§ **TRECHO DO TEXTO**
Notícias
Uma vida na flauta, criando instrumentos

Gravura antiga mostra um luthier em sua oficina

Ex-integrante do Quinteto Armorial, Egildo Vieira constrói flautas e pífanos de taquara, além de criar outros, como o ariano, o maripífano e o cabacelo

MARCOS TOLEDO

É muito comum, quando um turista visita Caruaru (a capital do forró, distante 135 km do Recife), comprar na tradicional feira do município, pífanos – flautas esculpidas em bambus –, entre outros produtos do artesanato local. Porém, quando um músico profissional procura o mesmo instrumento no Estado, recebe como indicação o nome de Egildo Vieira. Flautista e luthier, ele criou pífanos afinados na escala musical, que se diferenciam pela precisão na hora de tocar.

Natural de Piranhas, Sertão de Alagoas, filho de um clarinetista e um dos fundadores do célebre Quinteto Armorial, Egildo, 58 anos, vive há mais de 30 no Recife, onde, além de lecionar em cursos de extensão da Universidade Federal de Pernambuco, atua como intérprete e se dedica a criar instrumentos inusitados, geralmente fazendo uso de materiais encontrados na natureza, como madeira de taquara, cabaça e quenga de coco.

Sabe aquela história que se aprende na escola, de que Pedro Álvares Cabral saiu de Portugal com destino às Índias e acabou descobrindo o Brasil? Foi mais ou menos assim que começou a relação de Egildo Vieira com a cultura pernambucana.

No início dos anos 70, o músico era clarinetista e saxofonista em bandas de baile de Maceió. Ele lembra que tocava no Clube Pajuçara na mesma época em que o então pouco conhecido Djavan cantava no Clube de Regatas Brasil (CRB). Paralelamente, Egildo trabalhava com o grupo de pesquisa musical Gapema que, em 1972, participou de um festival em Goiânia (Goiás) no qual ficou em 3º lugar. O escritor Ariano Suassuna, que procurava um flautista para um conjunto que estava montando no Recife – o Quinteto Armorial –, viu a notícia em um jornal alagoano e convidou o instrumentista.

“Eu nunca tinha visto (tocado) uma flauta antes”, conta Egildo. “Ariano me deu seis meses e eu me preparei em três. Em seis meses, gravamos o primeiro LP (Do romance ao galope nordestino, 1974), pela Marcus Pereira.” Apenas um ano após tocar como um quase anônimo, em Goiânia, Egildo subiu ao palco da Sala Martins Pena, uma das mais famosas de Brasília. Formado ainda por Antônio “Zoca” Madureira (violão e viola), Antonio Nóbrega (violino e rabeca), Fernando Torres (marimbau) e Edilson Eulálio (violão), o Quinteto Armorial lançou mais três álbuns até sua extinção, no início dos anos 80.

§ **DADOS ARMAZENADOS**
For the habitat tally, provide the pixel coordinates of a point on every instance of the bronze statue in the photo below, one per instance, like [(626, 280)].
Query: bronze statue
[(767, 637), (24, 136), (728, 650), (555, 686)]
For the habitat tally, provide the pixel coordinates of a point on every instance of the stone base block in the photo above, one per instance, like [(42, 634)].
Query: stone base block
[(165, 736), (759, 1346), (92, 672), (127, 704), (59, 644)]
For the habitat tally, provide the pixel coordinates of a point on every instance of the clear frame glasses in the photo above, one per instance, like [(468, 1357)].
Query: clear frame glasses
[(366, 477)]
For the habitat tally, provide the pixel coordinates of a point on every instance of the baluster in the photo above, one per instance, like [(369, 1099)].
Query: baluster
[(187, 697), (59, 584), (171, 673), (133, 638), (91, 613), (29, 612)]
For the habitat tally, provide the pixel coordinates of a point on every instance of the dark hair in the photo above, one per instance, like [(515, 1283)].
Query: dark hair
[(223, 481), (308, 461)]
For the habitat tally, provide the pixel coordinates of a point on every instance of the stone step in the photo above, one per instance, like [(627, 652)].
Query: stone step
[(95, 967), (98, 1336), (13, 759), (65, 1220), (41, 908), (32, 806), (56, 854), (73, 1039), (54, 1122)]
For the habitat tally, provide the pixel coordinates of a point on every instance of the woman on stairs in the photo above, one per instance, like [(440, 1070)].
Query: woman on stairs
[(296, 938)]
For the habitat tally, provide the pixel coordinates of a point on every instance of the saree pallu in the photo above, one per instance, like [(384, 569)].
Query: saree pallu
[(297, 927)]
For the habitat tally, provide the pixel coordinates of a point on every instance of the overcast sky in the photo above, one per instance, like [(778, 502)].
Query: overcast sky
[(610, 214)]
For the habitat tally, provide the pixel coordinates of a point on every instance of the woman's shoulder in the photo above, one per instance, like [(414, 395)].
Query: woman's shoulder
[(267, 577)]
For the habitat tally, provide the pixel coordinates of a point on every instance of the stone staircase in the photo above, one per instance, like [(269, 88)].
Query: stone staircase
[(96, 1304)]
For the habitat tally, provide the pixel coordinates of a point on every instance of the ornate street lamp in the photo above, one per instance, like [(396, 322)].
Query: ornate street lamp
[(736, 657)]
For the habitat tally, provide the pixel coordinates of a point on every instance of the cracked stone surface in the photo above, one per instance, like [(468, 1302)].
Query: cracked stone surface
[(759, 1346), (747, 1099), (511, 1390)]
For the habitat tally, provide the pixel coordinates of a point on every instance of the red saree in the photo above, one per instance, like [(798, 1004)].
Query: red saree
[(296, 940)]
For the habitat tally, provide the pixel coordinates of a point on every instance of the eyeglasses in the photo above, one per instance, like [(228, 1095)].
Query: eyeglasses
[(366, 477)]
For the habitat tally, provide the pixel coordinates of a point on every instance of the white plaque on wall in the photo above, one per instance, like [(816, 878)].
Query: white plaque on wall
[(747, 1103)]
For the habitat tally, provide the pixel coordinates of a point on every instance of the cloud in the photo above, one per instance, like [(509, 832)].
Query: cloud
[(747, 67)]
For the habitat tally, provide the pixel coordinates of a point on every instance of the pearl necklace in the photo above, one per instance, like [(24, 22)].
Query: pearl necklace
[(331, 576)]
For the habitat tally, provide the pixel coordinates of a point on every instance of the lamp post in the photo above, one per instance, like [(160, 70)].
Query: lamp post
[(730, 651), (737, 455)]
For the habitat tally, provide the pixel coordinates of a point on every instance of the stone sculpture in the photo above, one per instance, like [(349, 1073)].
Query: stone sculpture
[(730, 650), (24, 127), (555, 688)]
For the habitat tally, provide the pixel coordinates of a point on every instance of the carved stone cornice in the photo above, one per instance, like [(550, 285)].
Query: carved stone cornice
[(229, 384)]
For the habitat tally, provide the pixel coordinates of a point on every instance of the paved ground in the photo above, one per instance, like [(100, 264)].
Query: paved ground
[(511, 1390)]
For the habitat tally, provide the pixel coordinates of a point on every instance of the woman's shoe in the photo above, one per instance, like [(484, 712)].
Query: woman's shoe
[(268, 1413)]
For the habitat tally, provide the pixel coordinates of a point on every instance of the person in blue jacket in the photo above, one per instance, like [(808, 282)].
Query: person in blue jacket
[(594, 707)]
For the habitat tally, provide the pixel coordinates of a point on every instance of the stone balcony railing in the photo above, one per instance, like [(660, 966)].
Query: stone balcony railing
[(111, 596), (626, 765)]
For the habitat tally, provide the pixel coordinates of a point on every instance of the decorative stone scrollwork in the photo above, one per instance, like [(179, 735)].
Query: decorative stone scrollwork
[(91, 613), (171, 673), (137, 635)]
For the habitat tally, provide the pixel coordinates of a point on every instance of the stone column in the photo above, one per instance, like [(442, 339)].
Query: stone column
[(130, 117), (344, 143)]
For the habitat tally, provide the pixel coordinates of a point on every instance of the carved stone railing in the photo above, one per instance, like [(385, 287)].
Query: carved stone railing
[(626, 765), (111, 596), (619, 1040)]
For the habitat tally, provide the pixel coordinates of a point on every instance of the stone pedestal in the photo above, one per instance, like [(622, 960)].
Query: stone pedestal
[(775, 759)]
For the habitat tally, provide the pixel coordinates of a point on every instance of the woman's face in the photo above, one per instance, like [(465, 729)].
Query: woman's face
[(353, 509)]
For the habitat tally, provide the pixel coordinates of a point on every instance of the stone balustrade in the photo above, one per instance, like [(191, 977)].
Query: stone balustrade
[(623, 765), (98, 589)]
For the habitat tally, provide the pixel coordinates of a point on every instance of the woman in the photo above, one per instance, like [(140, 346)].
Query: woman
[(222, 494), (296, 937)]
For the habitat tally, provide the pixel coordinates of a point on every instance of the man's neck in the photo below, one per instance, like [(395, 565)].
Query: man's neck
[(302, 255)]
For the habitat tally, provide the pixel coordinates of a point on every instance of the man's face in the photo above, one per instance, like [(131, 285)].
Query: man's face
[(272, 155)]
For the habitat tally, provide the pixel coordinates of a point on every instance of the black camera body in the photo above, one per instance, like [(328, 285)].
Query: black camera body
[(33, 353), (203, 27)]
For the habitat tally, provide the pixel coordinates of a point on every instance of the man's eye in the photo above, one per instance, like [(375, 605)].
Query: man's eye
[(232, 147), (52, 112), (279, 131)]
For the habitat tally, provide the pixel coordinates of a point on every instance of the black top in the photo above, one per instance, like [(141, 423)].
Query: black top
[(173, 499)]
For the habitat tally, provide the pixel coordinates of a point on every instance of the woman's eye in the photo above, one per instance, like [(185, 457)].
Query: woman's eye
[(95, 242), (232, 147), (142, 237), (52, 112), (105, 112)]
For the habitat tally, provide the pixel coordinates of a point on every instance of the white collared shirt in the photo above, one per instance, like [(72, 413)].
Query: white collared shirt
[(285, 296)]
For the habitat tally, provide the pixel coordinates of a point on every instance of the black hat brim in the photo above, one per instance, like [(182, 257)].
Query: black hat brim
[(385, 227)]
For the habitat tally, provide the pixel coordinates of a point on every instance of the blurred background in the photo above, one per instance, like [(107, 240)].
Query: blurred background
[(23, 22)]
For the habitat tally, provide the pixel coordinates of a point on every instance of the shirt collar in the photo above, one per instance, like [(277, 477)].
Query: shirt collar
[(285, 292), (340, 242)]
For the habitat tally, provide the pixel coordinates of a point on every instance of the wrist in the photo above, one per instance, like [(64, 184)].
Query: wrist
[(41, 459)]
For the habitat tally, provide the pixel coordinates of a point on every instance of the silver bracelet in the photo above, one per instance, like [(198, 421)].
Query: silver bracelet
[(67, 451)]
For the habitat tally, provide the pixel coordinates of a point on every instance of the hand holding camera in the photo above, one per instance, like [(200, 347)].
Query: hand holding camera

§ **CONJUNTO DE TAREFAS**
A. Passe para o inglês esta frase do texto sobre Egildo Vieira: "Foi mais ou menos assim que começou a relação de Egildo Vieira com a cultura pernambucana."
B. Dê a continuação do texto sobre Egildo Vieira, começando logo após a última frase.
As linhas não têm nenhum papel aqui.

§ **RESPOSTAS POR TAREFA**
A. That was more or less how Egildo Vieira's relationship with the culture of Pernambuco began.

B.
Também desde os anos 70, Egildo atua como professor de cursos de extensão na UFPE, de flauta e pífano. Sua presença na cena noturna da cidade, contudo, está cada vez mais rara. “Hoje, no Recife, a cultura está muito baixa”, considera. “Está ‘atoladinha’ em relação à música.” O flautista, que fez parte do Conjunto Pernambucano de Choro e chegou a se apresentar semanalmente, aos domingos e às terças-feiras, em Olinda, ao lado do violonista Canhoto da Paraíba, prefere hoje tocar em casa a se submeter à política dos bares. “O choro hoje, para ser bem apresentado, deve ter no mínimo cinco componentes. As casas mal podem pagar um, ou voz e violão, no máximo, com teclados”, exemplifica. “Eu preciso me apresentar, mas não assim. Por amor, toco para meus amigos.”

DOM NATURAL – O músico, no entanto, afirma que tem esperança de que a situação melhore para a música. “É tão grande (a esperança) que construo os instrumentos. As primeiras experiências de Egildo Vieira com os instrumentos de sopro que o tornaram conhecido nacionalmente se deram ainda quando criança. “Minhas primeiras flautas eram de canudos de mamoeiro”, lembra. “Murchavam em dois dias e eu fazia de novo.”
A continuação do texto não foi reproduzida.